→ **ENUNCIADO DEL EJERCICIO**:
Transcribe línea por línea todo el material que aparece a continuación, sin alterar ningún carácter.

→ **MATERIAL PROPORCIONADO**:
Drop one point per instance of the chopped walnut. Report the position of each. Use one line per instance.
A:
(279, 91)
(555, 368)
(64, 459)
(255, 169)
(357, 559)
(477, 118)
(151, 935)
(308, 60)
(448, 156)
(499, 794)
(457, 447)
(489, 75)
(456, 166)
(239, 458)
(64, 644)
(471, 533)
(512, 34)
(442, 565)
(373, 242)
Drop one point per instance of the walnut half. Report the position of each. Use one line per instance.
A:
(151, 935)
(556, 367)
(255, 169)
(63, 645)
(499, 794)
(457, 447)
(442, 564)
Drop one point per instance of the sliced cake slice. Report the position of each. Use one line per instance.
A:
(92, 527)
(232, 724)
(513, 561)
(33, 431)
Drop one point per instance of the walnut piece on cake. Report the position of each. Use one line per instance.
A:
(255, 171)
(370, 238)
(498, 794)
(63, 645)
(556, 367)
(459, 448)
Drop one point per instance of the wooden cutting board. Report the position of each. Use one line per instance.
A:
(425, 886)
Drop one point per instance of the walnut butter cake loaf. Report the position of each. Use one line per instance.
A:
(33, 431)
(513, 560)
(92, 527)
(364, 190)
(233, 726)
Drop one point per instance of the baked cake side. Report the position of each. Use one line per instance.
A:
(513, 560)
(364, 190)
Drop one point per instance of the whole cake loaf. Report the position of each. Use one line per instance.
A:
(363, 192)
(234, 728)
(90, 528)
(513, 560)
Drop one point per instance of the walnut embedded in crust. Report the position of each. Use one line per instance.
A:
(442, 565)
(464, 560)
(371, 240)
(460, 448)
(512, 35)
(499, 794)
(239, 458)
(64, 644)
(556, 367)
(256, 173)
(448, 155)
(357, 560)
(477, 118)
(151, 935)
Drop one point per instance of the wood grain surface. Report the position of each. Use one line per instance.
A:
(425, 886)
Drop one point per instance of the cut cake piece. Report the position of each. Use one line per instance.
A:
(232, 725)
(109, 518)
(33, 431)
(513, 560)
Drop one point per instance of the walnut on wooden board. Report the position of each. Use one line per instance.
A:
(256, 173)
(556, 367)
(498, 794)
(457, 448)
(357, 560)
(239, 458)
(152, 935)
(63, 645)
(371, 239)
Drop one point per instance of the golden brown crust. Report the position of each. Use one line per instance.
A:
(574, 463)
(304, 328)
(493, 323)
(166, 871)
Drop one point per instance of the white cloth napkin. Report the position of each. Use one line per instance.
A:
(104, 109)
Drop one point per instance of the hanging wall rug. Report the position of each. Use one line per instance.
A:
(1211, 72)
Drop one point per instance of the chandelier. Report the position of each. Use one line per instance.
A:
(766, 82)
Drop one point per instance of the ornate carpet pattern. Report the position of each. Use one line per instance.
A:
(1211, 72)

→ **SOLUCIÓN COMPLETA**:
Drop one point per instance of the chopped walnut. Report the position of each. Use one line per instance.
A:
(279, 91)
(555, 368)
(64, 459)
(255, 169)
(357, 559)
(477, 118)
(151, 935)
(308, 60)
(448, 156)
(499, 794)
(457, 447)
(489, 75)
(456, 166)
(239, 458)
(64, 644)
(471, 533)
(512, 34)
(442, 565)
(373, 242)
Drop one point per instance of the walnut half. Report the position of each. Use one line per instance.
A:
(151, 935)
(556, 367)
(255, 169)
(63, 645)
(499, 794)
(457, 447)
(442, 564)
Drop one point per instance of the sliced cake slice. Report the position of each. Use one line per instance.
A:
(92, 527)
(232, 724)
(513, 561)
(33, 431)
Drop one point per instance of the walnut piece on cake. Report the position of each. Use one line per instance.
A:
(255, 171)
(370, 238)
(498, 794)
(63, 645)
(556, 367)
(459, 448)
Drop one point per instance of the wooden cutting board. Report the position of each. Use one line per instance.
A:
(425, 886)
Drop one point per instance of the walnut butter cake loaf. Report the position of each. Use one line per instance.
A:
(33, 431)
(513, 560)
(92, 527)
(364, 190)
(233, 726)
Drop one point per instance of the baked cake side. Report the position of each. Use one line per instance.
A:
(513, 560)
(364, 190)
Drop one point per instance of the whole cake loaf. Report the position of each. Use one line per instance.
A:
(363, 192)
(234, 728)
(90, 528)
(513, 560)
Drop one point per instance of the walnut embedded in crust. Report the position of each. Use one line per instance.
A:
(442, 565)
(464, 560)
(371, 240)
(460, 448)
(512, 35)
(499, 794)
(239, 458)
(64, 644)
(556, 367)
(256, 173)
(448, 155)
(357, 560)
(477, 118)
(151, 935)
Drop one point per instance of the wood grain surface. Report the position of each. Use one line per instance.
A:
(425, 886)
Drop one point per instance of the cut cake piece. Report the position of each. Use one line per instance.
A:
(232, 725)
(109, 518)
(33, 431)
(513, 560)
Drop one point per instance of the walnut on wooden board. Report the position of each. Use one line per instance.
A:
(256, 173)
(556, 367)
(498, 794)
(457, 448)
(357, 560)
(239, 458)
(152, 935)
(63, 645)
(371, 239)
Drop one point per instance of the golden brown crust. Report the position of each. Use one line per instance.
A:
(574, 463)
(304, 328)
(493, 323)
(166, 871)
Drop one point per instance of the white cloth napkin. Report the position of each. Use one line per instance.
A:
(104, 109)
Drop one point per instance of the hanging wall rug. Report the position of each. Use one line per instance.
A:
(1211, 72)
Drop one point per instance of the chandelier. Report the position of each. Use one line per instance.
A:
(766, 82)
Drop one point per instance of the ornate carpet pattern. Report the position of each. Use one line per instance.
A:
(1211, 72)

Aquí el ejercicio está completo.